-- START --
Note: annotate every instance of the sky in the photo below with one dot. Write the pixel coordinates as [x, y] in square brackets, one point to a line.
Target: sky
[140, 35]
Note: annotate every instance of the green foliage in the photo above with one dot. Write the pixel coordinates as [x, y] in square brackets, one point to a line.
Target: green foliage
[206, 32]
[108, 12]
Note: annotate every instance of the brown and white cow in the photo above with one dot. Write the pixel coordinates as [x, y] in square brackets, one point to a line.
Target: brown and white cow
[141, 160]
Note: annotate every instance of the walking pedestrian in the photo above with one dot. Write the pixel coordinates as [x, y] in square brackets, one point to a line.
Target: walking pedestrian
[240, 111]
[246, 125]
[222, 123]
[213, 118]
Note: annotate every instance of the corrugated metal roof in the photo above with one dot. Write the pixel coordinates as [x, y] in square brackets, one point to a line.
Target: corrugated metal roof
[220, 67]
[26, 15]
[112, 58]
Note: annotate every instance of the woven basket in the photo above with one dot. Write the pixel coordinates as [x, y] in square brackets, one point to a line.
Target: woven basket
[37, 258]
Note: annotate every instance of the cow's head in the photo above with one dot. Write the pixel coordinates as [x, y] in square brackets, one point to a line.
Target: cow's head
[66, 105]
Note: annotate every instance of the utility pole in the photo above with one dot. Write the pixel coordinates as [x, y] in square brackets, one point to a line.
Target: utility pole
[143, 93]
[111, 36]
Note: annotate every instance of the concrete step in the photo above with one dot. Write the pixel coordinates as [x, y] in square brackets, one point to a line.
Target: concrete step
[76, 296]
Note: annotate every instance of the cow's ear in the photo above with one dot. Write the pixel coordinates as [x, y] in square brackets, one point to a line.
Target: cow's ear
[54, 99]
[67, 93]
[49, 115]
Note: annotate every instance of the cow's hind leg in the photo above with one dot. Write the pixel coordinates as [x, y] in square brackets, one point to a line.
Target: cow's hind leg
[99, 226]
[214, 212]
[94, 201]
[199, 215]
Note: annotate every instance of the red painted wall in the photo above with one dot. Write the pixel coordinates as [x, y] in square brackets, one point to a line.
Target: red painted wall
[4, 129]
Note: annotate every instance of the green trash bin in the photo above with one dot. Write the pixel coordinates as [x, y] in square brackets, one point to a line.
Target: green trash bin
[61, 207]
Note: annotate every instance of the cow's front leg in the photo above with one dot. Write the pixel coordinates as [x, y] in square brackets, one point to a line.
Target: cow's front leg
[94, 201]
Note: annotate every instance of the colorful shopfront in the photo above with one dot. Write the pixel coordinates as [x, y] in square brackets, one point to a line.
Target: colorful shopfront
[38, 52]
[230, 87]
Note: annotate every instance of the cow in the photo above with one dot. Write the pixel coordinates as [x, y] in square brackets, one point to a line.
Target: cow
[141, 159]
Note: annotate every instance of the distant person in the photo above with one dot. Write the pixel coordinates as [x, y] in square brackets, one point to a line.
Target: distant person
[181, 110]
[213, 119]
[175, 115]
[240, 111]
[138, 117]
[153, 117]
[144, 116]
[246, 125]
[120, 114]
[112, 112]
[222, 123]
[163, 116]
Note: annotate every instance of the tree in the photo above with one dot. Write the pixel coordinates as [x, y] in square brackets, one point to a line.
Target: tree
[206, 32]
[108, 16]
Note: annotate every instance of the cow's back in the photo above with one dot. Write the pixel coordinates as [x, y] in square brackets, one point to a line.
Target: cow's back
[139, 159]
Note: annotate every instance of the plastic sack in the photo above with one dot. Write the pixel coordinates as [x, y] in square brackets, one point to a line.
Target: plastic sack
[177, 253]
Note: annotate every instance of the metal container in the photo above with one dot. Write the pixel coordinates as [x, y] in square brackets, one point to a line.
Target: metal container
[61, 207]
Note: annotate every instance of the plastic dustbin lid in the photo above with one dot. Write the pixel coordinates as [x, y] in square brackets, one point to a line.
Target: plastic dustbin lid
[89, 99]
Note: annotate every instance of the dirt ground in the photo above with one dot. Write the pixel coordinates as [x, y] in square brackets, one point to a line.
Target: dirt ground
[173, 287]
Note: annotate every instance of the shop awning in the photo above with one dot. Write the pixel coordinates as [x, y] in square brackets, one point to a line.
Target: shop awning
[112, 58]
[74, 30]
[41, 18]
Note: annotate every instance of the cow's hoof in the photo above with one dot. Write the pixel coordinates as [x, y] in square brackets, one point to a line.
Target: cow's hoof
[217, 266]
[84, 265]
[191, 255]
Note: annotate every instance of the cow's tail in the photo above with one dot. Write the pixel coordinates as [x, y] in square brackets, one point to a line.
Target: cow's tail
-- END --
Can you give every line of the data above as a numbered list, leaving out any blank lines?

▶ EXERCISE RESPONSE
1. Note: annotate every instance of the sky in the photo below with one dot. Write the pixel coordinates as [x, y] in square brackets, one point to a line.
2. Target: sky
3. [140, 35]
4. Note: annotate every instance of the green foliage in the photo above with one dot. Write the pixel coordinates as [x, y] in square brackets, one point to a line.
5. Target: green foliage
6. [206, 32]
7. [108, 12]
8. Note: annotate every instance of the brown and white cow in the photo above with one dot. Write the pixel coordinates as [x, y] in square brackets, one point to a line.
9. Target: brown and white cow
10. [141, 160]
11. Note: annotate every instance of the walking pedestrian in the photo above with one dot. Write the pixel coordinates as [x, y] in square brackets, one point to a line.
12. Target: walking pedestrian
13. [240, 111]
14. [246, 125]
15. [222, 123]
16. [213, 118]
17. Note: annotate every instance of the corrugated metal roof in the photo above with one dot. Write the pixel coordinates as [x, y] in square brackets, one point to a line.
18. Target: corrugated metal roof
19. [220, 67]
20. [26, 15]
21. [112, 58]
22. Note: annotate every instance of the woven basket in the photo above with one dot. Write the pixel coordinates as [x, y] in square brackets, one point to a line.
23. Target: woven basket
24. [37, 258]
25. Note: annotate every instance of the cow's head in the photo above with one dot. Write the pixel coordinates as [x, y] in square brackets, one point to a line.
26. Target: cow's head
27. [66, 105]
28. Note: annotate every instance of the utility pole in the photo above with one dot. Write the pixel coordinates as [x, y] in square brackets, one point to a line.
29. Target: utility pole
30. [143, 93]
31. [111, 36]
32. Note: annotate every instance of the concrete step in the photo above with one dot. Write the pixel coordinates as [x, y] in square brackets, one point to a line.
33. Target: concrete step
34. [76, 296]
35. Note: annotate every instance of the cow's ear in the photo above with one dot. Write the pixel coordinates as [x, y] in square brackets, one point to a line.
36. Target: cow's ear
37. [54, 99]
38. [67, 93]
39. [49, 115]
40. Note: annotate every instance of the cow's hind leg in the photo above with one dot. Write the pixel coordinates as [x, y] in square brackets, one point to a line.
41. Target: cow's hind leg
42. [99, 226]
43. [214, 212]
44. [94, 201]
45. [199, 215]
46. Note: annotate every instance of the red painted wall in the photo above with one dot. Write the pixel coordinates as [x, y] in square brackets, one point to a line.
47. Target: red painted wall
48. [4, 129]
49. Note: annotate every instance of the green trash bin in the photo above with one dot. Write the pixel coordinates as [x, y] in square brackets, one point to a line.
50. Target: green trash bin
51. [61, 207]
52. Note: annotate every instance of the cow's front leg in the photo above with one dot. Write the pixel coordinates as [x, y] in square brackets, one point to a line.
53. Target: cow's front leg
54. [94, 201]
55. Note: annotate every instance of the colorful shopfront in the photo above with one dot. Write the pixel coordinates as [x, y] in square brackets, one point to a line.
56. Target: colorful shopfront
57. [38, 52]
58. [230, 87]
59. Note: annotate every instance of the cow in the photo above with one dot. Write the pixel coordinates as [x, y] in square brackets, one point to a line.
60. Target: cow
61. [141, 159]
62. Note: annotate every instance of the distant person in the photo above with one dot. Write the pixel coordinates as [x, y] in square brackets, one point to a line.
63. Target: distant person
64. [181, 110]
65. [213, 119]
66. [175, 115]
67. [240, 111]
68. [138, 117]
69. [153, 117]
70. [144, 116]
71. [246, 125]
72. [120, 114]
73. [112, 112]
74. [222, 123]
75. [163, 116]
76. Note: annotate every instance of the tree in the photo above with one dot. Write the pixel coordinates as [x, y] in square brackets, one point to a line.
77. Target: tree
78. [206, 32]
79. [108, 16]
80. Note: annotate every instance of the cow's back in the photo above with one dot. Write the pixel coordinates as [x, y] in square brackets, one point to a line.
81. Target: cow's back
82. [139, 159]
83. Note: annotate every instance of the plastic sack in the photo above with one dot. Write the pixel coordinates as [x, y] in square brackets, one point to a line.
84. Target: plastic sack
85. [177, 253]
86. Note: annotate every instance of the metal container in the photo above with one dot. Write the pixel coordinates as [x, y] in square brackets, one point to a line.
87. Target: metal container
88. [61, 207]
89. Note: annotate every instance of the plastic dustbin lid in the photo above with one dot. Write the pixel coordinates as [x, y] in square brackets, one point to a line.
90. Target: plastic dustbin lid
91. [89, 99]
92. Note: annotate every instance of the dirt ground in the photo above with one dot. Write the pixel coordinates as [x, y] in square brackets, one point to a line.
93. Target: dirt ground
94. [173, 287]
95. Note: annotate every instance of the shop awning in the photo above with one dot. Write the pixel coordinates as [x, y] in square brackets, one point to a line.
96. Target: shop awning
97. [112, 58]
98. [74, 30]
99. [41, 18]
100. Note: annotate every instance of the cow's hoof in the photo above with one dot. Write the pixel coordinates as [x, y] in square brackets, one point to a line.
101. Target: cow's hoof
102. [217, 266]
103. [84, 265]
104. [191, 255]
105. Note: annotate every instance of the cow's tail in the photo above with one dot. Write the pixel coordinates as [x, y] in square brackets, one point to a line.
106. Target: cow's tail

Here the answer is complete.